## [Data for review]
================================

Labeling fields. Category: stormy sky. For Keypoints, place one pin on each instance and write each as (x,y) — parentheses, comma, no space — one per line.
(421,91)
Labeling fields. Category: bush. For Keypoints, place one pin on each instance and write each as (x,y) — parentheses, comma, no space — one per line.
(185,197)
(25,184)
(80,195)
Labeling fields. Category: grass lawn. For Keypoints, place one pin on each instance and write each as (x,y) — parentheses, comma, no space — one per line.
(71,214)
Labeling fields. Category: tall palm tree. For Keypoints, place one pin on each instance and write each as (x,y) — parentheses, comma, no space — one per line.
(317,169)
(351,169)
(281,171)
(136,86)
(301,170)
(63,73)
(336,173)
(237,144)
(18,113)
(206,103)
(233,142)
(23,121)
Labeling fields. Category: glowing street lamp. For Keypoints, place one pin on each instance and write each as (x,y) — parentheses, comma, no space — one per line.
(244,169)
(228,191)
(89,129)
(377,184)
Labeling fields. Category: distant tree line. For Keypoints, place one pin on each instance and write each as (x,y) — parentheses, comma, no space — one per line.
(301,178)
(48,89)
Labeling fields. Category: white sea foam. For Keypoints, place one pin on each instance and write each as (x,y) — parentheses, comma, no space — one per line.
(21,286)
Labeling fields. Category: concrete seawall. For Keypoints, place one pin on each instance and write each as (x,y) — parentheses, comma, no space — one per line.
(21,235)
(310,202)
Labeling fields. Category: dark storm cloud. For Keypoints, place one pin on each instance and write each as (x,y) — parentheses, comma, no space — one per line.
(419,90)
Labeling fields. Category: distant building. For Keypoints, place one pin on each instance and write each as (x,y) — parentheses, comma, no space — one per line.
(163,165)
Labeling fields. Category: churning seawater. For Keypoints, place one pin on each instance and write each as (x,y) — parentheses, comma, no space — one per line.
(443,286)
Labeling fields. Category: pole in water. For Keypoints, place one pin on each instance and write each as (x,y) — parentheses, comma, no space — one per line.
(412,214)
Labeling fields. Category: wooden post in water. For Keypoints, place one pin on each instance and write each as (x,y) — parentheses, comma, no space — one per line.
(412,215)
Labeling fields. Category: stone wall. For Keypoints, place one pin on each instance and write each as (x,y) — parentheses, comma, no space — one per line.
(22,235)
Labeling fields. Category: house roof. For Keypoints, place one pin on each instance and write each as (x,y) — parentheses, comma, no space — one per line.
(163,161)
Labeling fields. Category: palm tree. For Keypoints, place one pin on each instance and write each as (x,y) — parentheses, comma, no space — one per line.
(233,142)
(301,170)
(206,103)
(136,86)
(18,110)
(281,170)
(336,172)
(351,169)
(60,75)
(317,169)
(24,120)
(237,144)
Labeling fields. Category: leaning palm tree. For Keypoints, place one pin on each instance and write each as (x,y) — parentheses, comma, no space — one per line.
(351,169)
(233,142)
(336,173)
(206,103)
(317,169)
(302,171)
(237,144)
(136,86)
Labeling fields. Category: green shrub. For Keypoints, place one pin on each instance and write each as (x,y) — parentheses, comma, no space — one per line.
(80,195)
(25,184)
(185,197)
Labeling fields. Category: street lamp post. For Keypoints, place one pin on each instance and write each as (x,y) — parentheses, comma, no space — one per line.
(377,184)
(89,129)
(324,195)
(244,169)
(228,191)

================================

## [How to complete this task]
In full and without alteration, return every line above.

## [Response box]
Labeling fields. Category: stormy sky. For Keypoints, place one pin on each instance and write each as (x,y) — parentheses, comma, no space — one per line.
(421,91)
Labeling fields. Category: bush. For Keypoints, place one pin on each instance and write each as (x,y) — parentheses, comma, no space — one per line.
(185,197)
(25,184)
(80,195)
Labeling fields. Category: grass lawn. For Keypoints, place one pin on each instance and write each as (x,y) — parentheses, comma, no space — one per line.
(71,214)
Labeling fields. Category: tall palm tree. For Keypoints, place one pin on each instance and write each as (x,y) — parentheses, comma, no space — one per line.
(317,169)
(351,169)
(281,171)
(136,86)
(301,170)
(63,73)
(336,173)
(237,144)
(18,113)
(206,103)
(233,142)
(23,121)
Labeling fields. Category: glowing street lamp. For Keypoints, place one pin on each instance and write each as (x,y) — parentheses, comma, no space — one per line.
(244,169)
(228,191)
(89,129)
(377,184)
Labeling fields. Category: distant tree line. For Keypoints, place one pin on each instance and write each as (x,y) — parentheses, comma, no space — one per line.
(301,178)
(48,89)
Labeling fields. Category: white sea foam. For Keypoints, place one pin on each instance and write each as (x,y) — parentheses, comma, no space — one per line.
(21,286)
Labeling fields. Category: concrete seawall. For Keypoints, place one pin on each instance and write each as (x,y) — parentheses, comma, no space — one per line.
(21,235)
(310,202)
Labeling fields. Category: dark storm cloud. For Keypoints, place one pin on each instance and write each as (x,y) — parentheses, comma, no space — one per line.
(419,90)
Labeling fields. Category: distant building. For Keypoints, place one pin on each instance and write each as (x,y) — parentheses, comma, no space — one per line.
(163,165)
Labeling fields. Category: churning seawater. For Keypoints, place one pin on each instance and write each as (x,y) — parentheses, comma, no space — one per line.
(443,286)
Labeling fields. Category: pole in water. For Keypoints, place one pin on each instance and write each as (x,y) — parentheses, comma, no space — one per line.
(412,214)
Labeling fields. Category: wooden post in water. For Keypoints, place one pin on each instance and write each as (x,y) — parentheses, comma, no space — one per line.
(412,215)
Labeling fields. Category: stone wall. For Keypoints, place one pin on each instance and write each as (x,y) — parentheses, comma, no space — one per line.
(22,235)
Labeling fields. Category: house roof. For Keypoints, place one pin on each instance and write each as (x,y) — parentheses, comma, no space — one per line.
(163,161)
Labeling fields. Category: palm tree. For Keypoints, place one pin on each instance and write each as (x,y) — parentheses, comma, no space — one per line.
(233,142)
(301,170)
(206,103)
(136,86)
(18,110)
(281,170)
(336,172)
(351,169)
(60,75)
(317,169)
(24,120)
(237,144)
Labeling fields. Category: leaning palm tree. For Keypoints, place one pin on each instance and write each as (x,y) — parentheses, comma, no space — one per line.
(351,169)
(233,142)
(336,173)
(206,103)
(317,169)
(302,171)
(237,144)
(136,86)
Labeling fields. Category: green shrub. For Keypoints, place one pin on each instance and write each as (x,y) — parentheses, comma, no space — one per line.
(80,195)
(25,184)
(185,197)
Labeling fields. Category: street lamp post. For Keypoints, place one pin on each instance and write each as (x,y) — parentheses, comma, no space — one per line.
(377,184)
(89,129)
(324,195)
(244,169)
(228,191)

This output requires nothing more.